### TEXT PASSAGE
··········
The study’s senior author, Hatem Hamood, MD, of Leumit Health Services in Karmiel, Israel, noted via email that if patients died before developing diabetes, they were not included in the analysis, since they were no longer at risk of diabetes. However, by doing this, "the cumulative incidence of diabetes will be overestimated, as it will be applied on survivors only. Thus, assessment of the cumulative incidence without taking into account the completing risk of death will likely lead to upward estimates, and thus the necessary adjustment was made to arrive at unbiased results."
The prevalence rates of diabetes in the population of breast cancer survivors analyzed in the study increased from 6% in 2002 to 28% in 2015.
The researchers also analyzed a subcohort of 570 participants that included women with diabetes who were alive at the time the study was carried out; the mean time that had elapsed since breast cancer diagnosis was 6.4 years. Looking specifically at those who developed diabetes over time, the investigators found that participants who eventually developed diabetes made more frequent outpatient visits, were exposed to more drugs known to promote diabetes, and had received hormone therapy for longer periods of time than women who did not develop diabetes over the course of follow-up.
Following the diagnosis of diabetes, the same group of women were more likely to be obese, to consume an unhealthy diet, and to be physically inactive — all risk factors for diabetes. "Our findings demonstrate that diabetes management in our cohort was clearly suboptimal, as diabetes cases led an unhealthy lifestyle, characterized by obesity, lack of exercise, and poor nutrition," Hamood said.
"Therefore, we believe that strategies should be targeted to the prevention of diabetes, which maximizes survival and minimizes the net health and economic burden of diabetes. A first step to realization of this goal is lifestyle modification targeting both dietary and physical activity behavior and by screening for diabetes."
··········
### DATA PROVIDED

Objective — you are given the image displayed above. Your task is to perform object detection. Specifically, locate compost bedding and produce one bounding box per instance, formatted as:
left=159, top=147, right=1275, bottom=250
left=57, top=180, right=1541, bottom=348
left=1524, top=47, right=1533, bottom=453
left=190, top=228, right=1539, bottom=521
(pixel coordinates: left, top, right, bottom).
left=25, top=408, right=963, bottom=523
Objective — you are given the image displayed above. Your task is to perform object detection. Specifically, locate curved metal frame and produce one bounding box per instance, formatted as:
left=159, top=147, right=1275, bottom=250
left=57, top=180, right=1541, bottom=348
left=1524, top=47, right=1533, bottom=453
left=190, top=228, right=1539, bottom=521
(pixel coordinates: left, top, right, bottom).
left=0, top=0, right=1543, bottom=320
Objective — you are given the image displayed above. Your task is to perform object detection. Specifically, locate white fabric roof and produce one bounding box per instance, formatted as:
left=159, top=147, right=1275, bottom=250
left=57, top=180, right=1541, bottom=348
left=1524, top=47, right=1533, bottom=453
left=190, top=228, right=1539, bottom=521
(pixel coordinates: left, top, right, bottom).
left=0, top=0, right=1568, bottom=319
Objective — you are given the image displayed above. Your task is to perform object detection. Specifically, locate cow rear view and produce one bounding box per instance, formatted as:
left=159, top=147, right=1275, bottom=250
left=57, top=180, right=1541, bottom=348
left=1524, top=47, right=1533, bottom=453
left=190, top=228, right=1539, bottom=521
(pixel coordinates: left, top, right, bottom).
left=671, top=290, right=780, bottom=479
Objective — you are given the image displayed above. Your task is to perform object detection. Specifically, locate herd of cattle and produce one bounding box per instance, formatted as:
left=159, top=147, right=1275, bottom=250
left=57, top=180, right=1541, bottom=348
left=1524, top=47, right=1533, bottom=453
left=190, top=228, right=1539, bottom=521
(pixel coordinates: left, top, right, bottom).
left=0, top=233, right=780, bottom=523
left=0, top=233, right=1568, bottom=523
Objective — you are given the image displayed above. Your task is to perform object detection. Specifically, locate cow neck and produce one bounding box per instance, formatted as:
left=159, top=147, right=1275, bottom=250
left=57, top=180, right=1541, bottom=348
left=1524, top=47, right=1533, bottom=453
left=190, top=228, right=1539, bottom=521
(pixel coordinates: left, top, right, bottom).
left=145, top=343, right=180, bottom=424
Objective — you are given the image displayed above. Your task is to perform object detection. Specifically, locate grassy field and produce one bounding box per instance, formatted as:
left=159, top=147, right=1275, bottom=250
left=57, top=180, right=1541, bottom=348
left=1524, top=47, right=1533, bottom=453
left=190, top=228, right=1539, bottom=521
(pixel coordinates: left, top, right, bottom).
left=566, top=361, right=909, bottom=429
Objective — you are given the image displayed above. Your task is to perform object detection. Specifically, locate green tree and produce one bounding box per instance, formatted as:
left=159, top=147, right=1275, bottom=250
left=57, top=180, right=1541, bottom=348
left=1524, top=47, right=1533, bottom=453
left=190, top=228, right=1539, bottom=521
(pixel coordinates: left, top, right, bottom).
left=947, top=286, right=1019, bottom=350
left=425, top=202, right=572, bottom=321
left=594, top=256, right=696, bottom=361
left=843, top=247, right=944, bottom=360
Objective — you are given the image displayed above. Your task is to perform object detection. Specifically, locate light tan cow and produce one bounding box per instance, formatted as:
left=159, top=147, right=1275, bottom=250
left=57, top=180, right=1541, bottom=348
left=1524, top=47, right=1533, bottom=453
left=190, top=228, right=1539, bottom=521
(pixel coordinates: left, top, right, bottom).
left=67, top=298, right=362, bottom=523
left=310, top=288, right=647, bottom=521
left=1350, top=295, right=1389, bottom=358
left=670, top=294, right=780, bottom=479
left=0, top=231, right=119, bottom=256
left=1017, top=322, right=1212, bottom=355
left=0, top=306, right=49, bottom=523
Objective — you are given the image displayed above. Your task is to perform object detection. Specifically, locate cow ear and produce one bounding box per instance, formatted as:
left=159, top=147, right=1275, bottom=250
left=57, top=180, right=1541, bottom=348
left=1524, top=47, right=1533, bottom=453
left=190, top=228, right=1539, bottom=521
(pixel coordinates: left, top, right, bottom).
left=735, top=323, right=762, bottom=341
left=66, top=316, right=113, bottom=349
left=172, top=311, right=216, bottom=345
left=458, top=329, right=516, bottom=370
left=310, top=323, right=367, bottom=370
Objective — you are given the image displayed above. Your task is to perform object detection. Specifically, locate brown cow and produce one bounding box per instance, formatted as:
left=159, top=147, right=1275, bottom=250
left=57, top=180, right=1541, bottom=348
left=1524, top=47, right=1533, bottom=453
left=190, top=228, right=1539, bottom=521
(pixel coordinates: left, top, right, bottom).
··········
### PROBLEMS TO SOLVE
a) In the text on diabetes among breast cancer survivors, write out everything from "The researchers also" down to "course of follow-up.", substituting "patients" for "participants".
b) According to the text on diabetes among breast cancer survivors, how did the prevalence rate of diabetes in the analyzed population change between 2002 and 2015?

### SOLUTIONS PER TASK
a)
The researchers also analyzed a subcohort of 570 patients that included women with diabetes who were alive at the time the study was carried out; the mean time that had elapsed since breast cancer diagnosis was 6.4 years. Looking specifically at those who developed diabetes over time, the investigators found that patients who eventually developed diabetes made more frequent outpatient visits, were exposed to more drugs known to promote diabetes, and had received hormone therapy for longer periods of time than women who did not develop diabetes over the course of follow-up.

b) It increased from 6% in 2002 to 28% in 2015.